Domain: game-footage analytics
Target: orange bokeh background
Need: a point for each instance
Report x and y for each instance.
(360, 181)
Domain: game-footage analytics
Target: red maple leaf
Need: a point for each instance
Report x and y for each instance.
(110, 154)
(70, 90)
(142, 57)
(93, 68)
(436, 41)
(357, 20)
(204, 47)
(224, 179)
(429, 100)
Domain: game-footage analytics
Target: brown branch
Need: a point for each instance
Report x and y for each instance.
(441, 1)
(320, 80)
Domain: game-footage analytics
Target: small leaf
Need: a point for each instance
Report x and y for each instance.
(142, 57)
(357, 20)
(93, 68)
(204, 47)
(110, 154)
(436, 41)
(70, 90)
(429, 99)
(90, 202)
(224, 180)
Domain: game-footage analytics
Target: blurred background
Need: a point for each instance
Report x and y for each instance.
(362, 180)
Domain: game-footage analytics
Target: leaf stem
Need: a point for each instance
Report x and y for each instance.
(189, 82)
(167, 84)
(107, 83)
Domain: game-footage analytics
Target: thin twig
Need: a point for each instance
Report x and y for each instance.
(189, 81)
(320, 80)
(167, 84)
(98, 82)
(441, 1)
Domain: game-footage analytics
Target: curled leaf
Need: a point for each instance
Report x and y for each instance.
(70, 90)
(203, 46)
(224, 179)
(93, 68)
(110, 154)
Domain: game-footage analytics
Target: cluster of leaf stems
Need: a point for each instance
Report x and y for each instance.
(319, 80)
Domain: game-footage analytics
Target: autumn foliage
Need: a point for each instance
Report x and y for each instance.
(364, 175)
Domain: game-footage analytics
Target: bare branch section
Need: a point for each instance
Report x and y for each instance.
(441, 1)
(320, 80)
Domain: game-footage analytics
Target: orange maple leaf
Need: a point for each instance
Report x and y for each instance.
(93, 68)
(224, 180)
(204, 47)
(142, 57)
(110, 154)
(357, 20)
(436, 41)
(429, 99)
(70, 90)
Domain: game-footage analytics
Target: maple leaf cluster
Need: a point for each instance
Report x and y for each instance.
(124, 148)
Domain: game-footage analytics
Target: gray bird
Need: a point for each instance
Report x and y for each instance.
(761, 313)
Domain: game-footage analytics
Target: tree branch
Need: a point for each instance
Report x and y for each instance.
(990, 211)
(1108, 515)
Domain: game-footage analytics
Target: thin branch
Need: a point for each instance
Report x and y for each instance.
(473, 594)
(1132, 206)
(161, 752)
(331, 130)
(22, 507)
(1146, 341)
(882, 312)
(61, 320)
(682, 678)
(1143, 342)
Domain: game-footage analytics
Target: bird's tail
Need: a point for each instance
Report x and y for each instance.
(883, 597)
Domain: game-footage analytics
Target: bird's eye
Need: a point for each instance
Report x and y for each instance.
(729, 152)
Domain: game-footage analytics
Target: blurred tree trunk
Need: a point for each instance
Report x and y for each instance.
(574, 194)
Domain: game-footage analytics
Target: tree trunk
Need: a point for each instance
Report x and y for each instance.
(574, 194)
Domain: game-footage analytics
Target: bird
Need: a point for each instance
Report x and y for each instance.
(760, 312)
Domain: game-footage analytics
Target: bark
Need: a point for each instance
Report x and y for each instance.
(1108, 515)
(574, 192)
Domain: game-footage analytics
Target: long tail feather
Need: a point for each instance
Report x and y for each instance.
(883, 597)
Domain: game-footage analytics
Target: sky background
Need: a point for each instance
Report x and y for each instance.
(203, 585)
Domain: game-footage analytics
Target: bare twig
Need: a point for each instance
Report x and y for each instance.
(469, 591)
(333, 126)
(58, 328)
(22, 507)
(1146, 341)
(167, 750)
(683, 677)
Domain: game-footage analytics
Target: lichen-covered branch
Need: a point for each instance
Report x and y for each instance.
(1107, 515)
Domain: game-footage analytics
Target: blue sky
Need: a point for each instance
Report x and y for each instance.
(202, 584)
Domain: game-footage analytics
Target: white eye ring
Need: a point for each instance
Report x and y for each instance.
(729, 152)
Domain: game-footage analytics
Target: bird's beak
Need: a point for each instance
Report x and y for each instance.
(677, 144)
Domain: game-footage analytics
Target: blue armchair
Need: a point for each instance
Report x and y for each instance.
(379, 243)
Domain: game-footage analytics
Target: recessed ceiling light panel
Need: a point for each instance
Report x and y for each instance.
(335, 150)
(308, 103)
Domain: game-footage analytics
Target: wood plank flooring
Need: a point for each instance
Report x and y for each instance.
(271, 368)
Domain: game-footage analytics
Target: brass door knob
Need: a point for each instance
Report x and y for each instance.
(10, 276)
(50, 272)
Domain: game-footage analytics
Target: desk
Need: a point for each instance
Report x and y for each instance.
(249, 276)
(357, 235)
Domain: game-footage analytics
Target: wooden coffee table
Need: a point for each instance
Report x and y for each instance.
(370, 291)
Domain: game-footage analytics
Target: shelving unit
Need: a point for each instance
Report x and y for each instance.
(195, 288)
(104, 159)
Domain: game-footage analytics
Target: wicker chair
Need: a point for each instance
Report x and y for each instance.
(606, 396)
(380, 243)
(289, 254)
..........
> GOAL: Above are some records; repeat all of them exactly.

> OUTPUT OF THE EXERCISE:
Domain: game-footage analytics
Target: orange bokeh background
Need: a point for each instance
Report x and y for each instance.
(360, 181)
Domain: game-footage analytics
Target: red maple leaf
Need: a point for each instance
Report x and y for each instance.
(110, 154)
(70, 90)
(142, 57)
(93, 68)
(436, 41)
(357, 20)
(204, 47)
(224, 179)
(429, 100)
Domain: game-footage analytics
Target: brown branch
Need: a point for each instance
Report x and y for each instance.
(441, 1)
(320, 80)
Domain: game-footage analytics
Target: small leaf
Need: a point for each instance
Report x and y for each instance.
(142, 57)
(357, 20)
(93, 68)
(204, 47)
(110, 154)
(436, 41)
(70, 90)
(429, 99)
(90, 202)
(224, 180)
Domain: game-footage analytics
Target: blurred background
Need: a point for each instance
Report x and y for each instance.
(362, 180)
Domain: game-footage analytics
Target: leaf stem
Need: a point for each instance
Report x and y for each instance.
(189, 82)
(167, 84)
(107, 83)
Domain: game-footage analytics
Target: thin twig
Need: a point for each instance
Report x and y for each instance.
(189, 81)
(320, 80)
(167, 84)
(98, 82)
(441, 1)
Domain: game-footage analytics
Target: curled leaf
Need: a point for each instance
Report x and y for each instance.
(70, 90)
(203, 46)
(224, 179)
(93, 68)
(110, 154)
Domain: game-footage analytics
Target: cluster of leaf stems
Need: a point for each instance
Report x and y for each instance.
(319, 80)
Domain: game-footage analytics
Target: autumn foliage
Need: a point for each instance
Report x and y for each instance.
(364, 175)
Domain: game-footage analytics
Target: bare branch section
Need: a point for each instance
Report x and y for each instance.
(441, 1)
(320, 80)
Domain: game-footage analytics
Target: orange maple leaf
Need: a point for each instance
Report x and y for each instance.
(93, 68)
(224, 180)
(204, 47)
(142, 57)
(110, 154)
(357, 20)
(436, 41)
(429, 99)
(70, 90)
Domain: game-footage analytics
Target: maple leaf cluster
Need: a point for each instance
Report x and y for each instance.
(124, 148)
Domain: game-footage analytics
Target: gray bird
Need: a point for each instance
Report x and y for each instance.
(761, 313)
Domain: game-footage analytics
Target: tree branch
Need: a point for each instance
Report x and y for each instance.
(990, 211)
(1108, 515)
Domain: game-footage analytics
Target: thin branch
Need: a point for each instance
Report x and y for each instance.
(473, 594)
(1132, 206)
(161, 752)
(331, 130)
(22, 507)
(1146, 341)
(882, 312)
(61, 320)
(682, 678)
(1143, 342)
Domain: game-footage analytics
Target: bird's tail
Need: a point for each instance
Report x and y for each instance.
(883, 597)
Domain: game-footage analytics
Target: bird's eye
Need: a point for each instance
Report x and y for each instance.
(729, 152)
Domain: game-footage analytics
Target: blurred tree trunk
Need: a point for each instance
Report x and y for each instance.
(574, 194)
Domain: game-footage analytics
Target: tree trunk
Need: a point for each instance
Report x and y for each instance.
(574, 194)
Domain: game-footage analytics
Target: bird
Need: a point for each instance
Report x and y for each instance.
(760, 312)
Domain: game-footage analytics
Target: bark
Need: a point for each instance
Report x and y for each instance.
(1108, 515)
(574, 192)
Domain: game-footage analytics
Target: long tail feather
Need: a point for each instance
Report x and y for each instance.
(883, 597)
Domain: game-footage analytics
Target: sky background
Need: a point for each instance
Report x and y for each instance.
(203, 585)
Domain: game-footage analytics
Target: bare twig
Need: a point for each instance
Report x and y for each instance.
(469, 591)
(333, 126)
(58, 328)
(22, 507)
(1146, 341)
(167, 750)
(683, 677)
Domain: game-footage analytics
Target: lichen-covered branch
Need: a point for each instance
Report x and y for each instance.
(1107, 515)
Domain: game-footage analytics
Target: blue sky
Need: a point for each instance
Report x and y for each instance.
(202, 584)
Domain: game-footage analytics
Target: white eye ring
Need: a point for each instance
Report x and y for each instance.
(729, 152)
Domain: game-footage analytics
Target: bird's beak
Need: a point for each instance
Report x and y for each instance.
(677, 144)
Domain: game-footage analytics
Target: blue armchair
Need: a point for each instance
Report x and y for each instance.
(379, 243)
Domain: game-footage analytics
Target: recessed ceiling light panel
Need: a point for each instance
Report x and y for each instance.
(335, 150)
(308, 103)
Domain: game-footage analytics
Target: wood plank flooring
Need: a point for each instance
Report x and y for each instance.
(271, 368)
Domain: game-footage analytics
Target: brass door knob
Need: a point for each instance
Report x and y for each instance.
(10, 276)
(50, 272)
Domain: game-footage analytics
Target: desk
Need: a point for each instance
Report x and y for each instance.
(249, 276)
(357, 235)
Domain: game-footage analytics
Target: wooden coffee table
Need: a point for each instance
Report x and y for each instance.
(370, 291)
Domain: game-footage analytics
Target: shelving unit
Need: a point for each instance
Report x and y for each instance.
(195, 288)
(104, 159)
Domain: game-footage analytics
Target: wicker chair
Need: a point for each instance
Report x and y for each instance.
(606, 396)
(380, 243)
(289, 254)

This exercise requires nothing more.